• Material supplied:
######

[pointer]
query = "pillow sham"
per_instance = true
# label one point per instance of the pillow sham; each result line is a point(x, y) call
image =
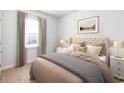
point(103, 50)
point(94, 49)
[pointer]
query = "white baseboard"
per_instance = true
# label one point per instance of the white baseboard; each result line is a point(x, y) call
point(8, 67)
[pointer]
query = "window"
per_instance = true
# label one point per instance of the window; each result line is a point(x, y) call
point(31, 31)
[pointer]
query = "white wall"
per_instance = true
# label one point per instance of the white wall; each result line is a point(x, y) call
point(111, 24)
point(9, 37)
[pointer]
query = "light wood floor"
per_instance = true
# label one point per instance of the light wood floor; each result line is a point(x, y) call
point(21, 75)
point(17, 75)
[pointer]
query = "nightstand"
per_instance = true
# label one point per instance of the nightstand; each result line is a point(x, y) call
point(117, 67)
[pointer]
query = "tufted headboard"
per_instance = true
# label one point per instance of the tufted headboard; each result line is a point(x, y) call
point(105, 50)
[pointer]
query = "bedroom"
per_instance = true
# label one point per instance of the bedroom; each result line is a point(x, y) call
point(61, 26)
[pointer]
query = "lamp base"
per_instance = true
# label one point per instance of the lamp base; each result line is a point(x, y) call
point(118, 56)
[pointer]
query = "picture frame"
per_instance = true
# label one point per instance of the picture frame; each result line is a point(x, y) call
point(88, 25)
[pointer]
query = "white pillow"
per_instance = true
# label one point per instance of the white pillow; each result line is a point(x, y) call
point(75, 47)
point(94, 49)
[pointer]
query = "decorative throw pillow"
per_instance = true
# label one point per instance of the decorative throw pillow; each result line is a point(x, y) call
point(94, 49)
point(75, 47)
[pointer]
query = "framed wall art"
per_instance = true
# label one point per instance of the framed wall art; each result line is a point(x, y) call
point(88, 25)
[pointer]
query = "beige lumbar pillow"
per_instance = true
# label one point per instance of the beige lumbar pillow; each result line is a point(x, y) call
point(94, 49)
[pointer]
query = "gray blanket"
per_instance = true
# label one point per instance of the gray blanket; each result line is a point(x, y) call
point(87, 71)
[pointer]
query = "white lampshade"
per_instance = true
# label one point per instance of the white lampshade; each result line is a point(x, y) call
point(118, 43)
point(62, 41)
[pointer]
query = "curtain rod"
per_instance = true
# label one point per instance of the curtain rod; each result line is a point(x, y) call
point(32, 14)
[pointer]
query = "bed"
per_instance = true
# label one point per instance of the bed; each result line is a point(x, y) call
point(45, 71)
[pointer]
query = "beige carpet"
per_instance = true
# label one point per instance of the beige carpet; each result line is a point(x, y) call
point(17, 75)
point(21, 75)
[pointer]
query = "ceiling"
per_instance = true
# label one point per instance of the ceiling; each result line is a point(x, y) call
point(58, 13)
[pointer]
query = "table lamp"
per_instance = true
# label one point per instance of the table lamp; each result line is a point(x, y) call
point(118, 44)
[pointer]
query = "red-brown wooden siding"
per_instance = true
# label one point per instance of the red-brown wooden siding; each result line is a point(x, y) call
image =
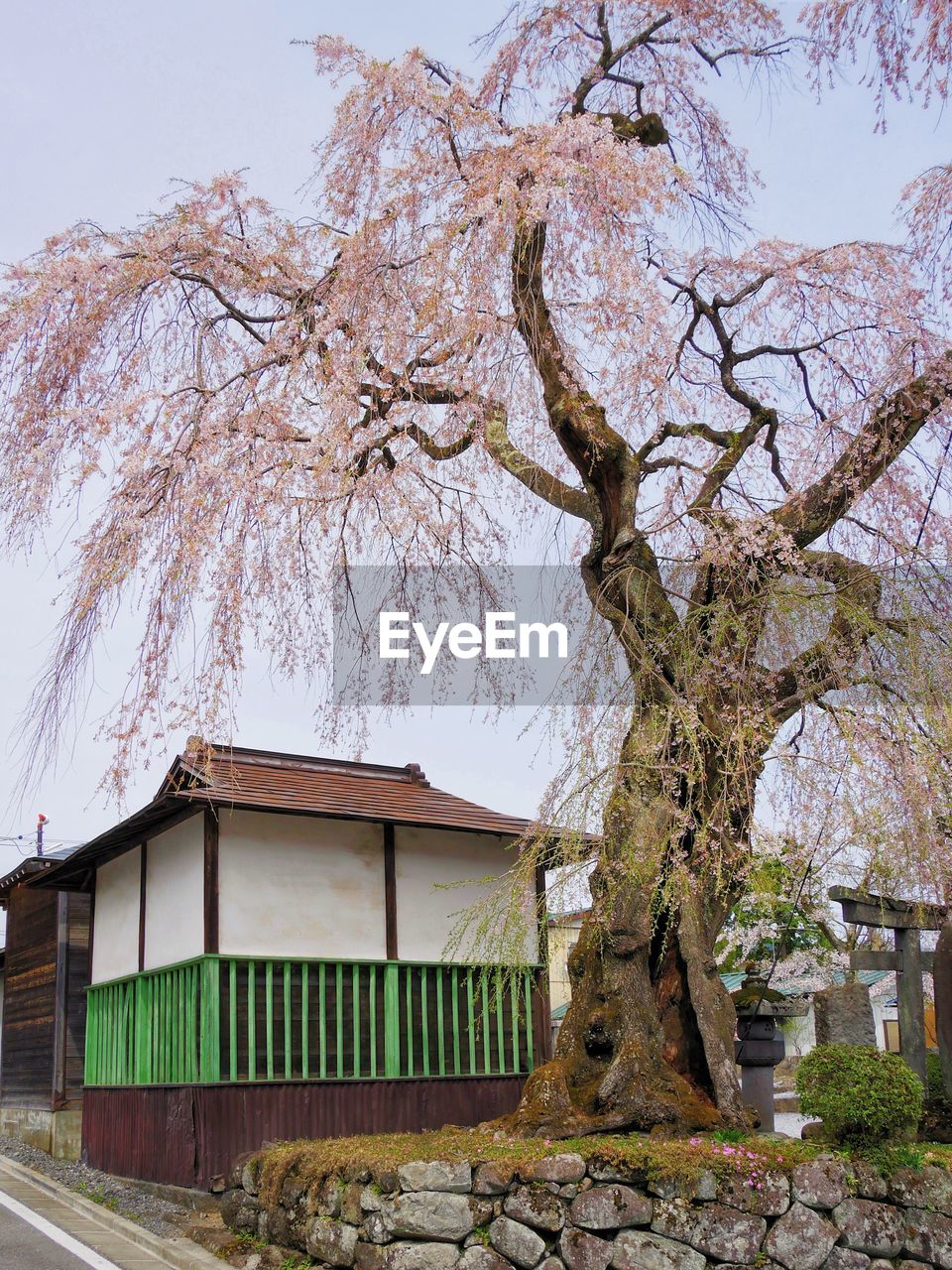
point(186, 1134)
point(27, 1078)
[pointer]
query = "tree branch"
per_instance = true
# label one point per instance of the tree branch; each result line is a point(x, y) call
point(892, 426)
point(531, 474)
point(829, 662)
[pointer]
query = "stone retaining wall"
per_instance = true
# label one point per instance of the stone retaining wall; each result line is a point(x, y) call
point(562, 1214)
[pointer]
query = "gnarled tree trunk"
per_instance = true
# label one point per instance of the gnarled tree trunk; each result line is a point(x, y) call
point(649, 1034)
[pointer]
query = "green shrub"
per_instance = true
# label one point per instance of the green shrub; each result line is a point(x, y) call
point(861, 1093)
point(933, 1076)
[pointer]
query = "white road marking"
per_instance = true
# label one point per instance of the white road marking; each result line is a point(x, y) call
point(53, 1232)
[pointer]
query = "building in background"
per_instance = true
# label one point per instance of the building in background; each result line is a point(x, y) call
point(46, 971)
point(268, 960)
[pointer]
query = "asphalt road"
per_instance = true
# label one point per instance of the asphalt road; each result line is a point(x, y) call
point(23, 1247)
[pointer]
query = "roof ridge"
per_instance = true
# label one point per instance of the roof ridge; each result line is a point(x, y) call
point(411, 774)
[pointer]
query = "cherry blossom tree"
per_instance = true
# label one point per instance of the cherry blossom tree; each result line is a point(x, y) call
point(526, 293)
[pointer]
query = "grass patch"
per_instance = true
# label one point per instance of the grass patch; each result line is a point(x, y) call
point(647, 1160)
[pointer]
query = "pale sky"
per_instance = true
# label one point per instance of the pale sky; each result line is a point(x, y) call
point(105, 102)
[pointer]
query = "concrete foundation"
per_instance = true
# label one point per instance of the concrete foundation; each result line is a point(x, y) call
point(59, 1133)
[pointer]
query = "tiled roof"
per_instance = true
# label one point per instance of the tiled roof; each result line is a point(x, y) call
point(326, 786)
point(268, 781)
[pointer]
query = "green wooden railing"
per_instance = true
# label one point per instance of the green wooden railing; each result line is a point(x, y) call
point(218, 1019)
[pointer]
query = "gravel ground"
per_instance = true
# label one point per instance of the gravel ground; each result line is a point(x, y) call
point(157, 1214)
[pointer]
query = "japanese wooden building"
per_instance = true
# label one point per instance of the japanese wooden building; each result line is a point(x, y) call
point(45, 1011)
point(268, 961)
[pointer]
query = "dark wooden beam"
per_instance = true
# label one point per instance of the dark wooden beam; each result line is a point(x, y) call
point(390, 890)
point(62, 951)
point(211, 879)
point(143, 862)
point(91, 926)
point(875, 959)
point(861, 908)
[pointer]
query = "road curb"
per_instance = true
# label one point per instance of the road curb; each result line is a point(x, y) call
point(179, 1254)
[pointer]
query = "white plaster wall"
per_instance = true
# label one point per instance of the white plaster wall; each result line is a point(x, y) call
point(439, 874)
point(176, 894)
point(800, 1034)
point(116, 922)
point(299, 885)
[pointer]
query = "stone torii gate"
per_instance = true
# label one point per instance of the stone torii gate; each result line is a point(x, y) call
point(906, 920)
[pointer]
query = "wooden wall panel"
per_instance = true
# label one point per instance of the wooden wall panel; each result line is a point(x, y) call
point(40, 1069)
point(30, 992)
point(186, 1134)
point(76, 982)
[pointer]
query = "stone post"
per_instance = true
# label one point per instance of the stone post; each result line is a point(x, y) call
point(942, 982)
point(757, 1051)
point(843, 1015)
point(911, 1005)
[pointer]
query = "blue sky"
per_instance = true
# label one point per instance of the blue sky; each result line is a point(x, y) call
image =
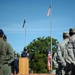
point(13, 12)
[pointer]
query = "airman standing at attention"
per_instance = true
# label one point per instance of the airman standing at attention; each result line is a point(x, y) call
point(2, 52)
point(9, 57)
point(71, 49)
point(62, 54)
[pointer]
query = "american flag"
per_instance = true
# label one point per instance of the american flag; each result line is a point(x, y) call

######

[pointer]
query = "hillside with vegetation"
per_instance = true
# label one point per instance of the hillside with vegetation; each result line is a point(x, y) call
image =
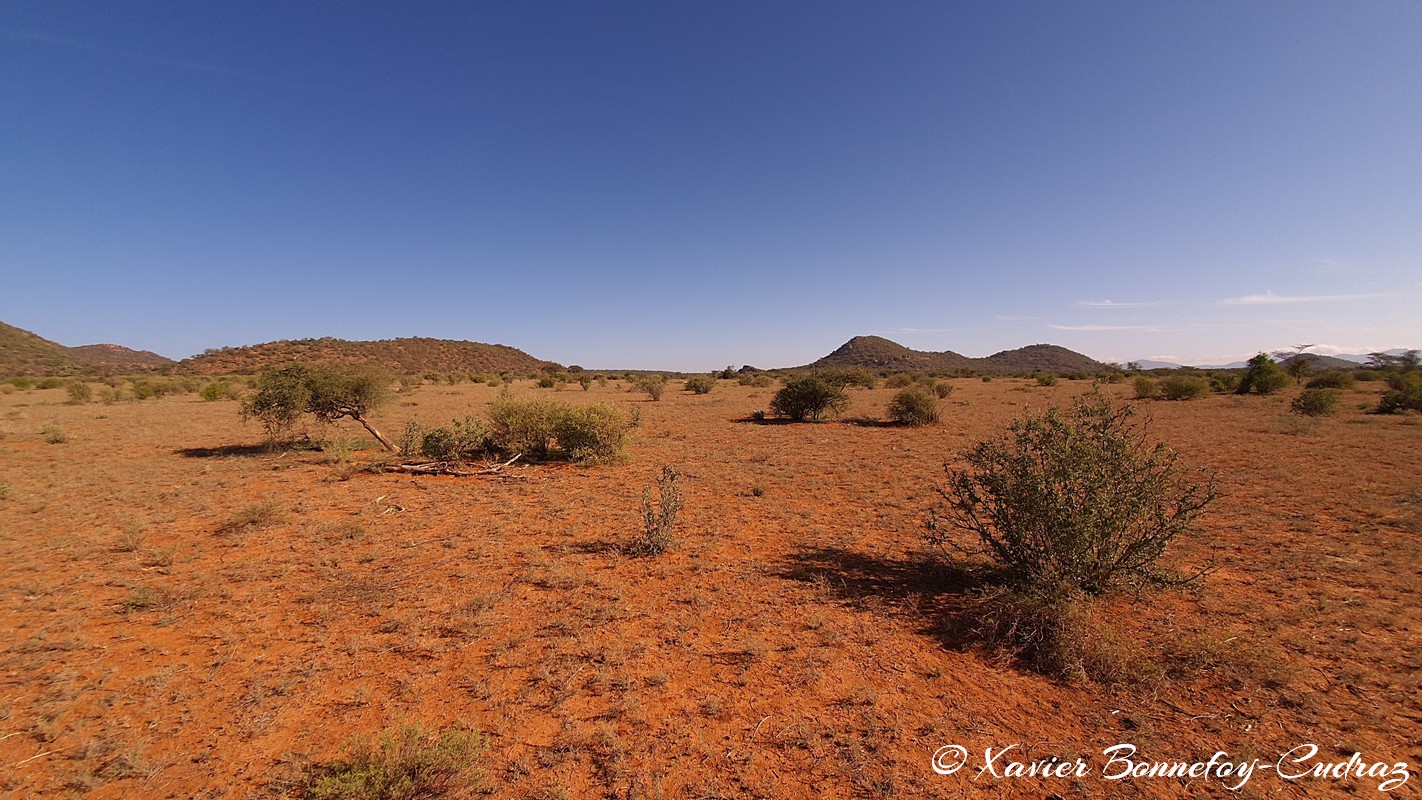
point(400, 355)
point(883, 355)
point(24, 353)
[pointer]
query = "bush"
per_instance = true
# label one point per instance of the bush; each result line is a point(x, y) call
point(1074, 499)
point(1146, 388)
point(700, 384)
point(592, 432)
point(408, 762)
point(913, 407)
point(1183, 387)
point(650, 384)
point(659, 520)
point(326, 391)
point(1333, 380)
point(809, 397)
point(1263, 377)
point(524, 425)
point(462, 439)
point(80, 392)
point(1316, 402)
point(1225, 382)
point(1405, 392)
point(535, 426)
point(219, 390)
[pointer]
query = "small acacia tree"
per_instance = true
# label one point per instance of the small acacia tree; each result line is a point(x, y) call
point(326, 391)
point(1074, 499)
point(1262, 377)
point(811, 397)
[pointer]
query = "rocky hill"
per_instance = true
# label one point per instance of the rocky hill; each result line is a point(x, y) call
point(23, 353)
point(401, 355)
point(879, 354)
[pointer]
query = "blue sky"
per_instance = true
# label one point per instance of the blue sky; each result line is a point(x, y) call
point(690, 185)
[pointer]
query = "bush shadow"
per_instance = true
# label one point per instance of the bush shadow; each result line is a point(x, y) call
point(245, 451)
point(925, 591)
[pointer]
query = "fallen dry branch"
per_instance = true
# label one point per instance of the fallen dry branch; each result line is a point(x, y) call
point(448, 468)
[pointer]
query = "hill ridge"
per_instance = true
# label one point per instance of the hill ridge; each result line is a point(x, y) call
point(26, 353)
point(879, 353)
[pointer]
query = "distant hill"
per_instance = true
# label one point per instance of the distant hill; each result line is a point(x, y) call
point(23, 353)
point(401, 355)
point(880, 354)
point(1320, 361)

######

Please pull out every line above that contains the word "gate", copying each one in full. Treat case as significant when matching.

query = "stone torii gate"
# label one point per instance of the stone torii gate; each result line is a point(x, y) call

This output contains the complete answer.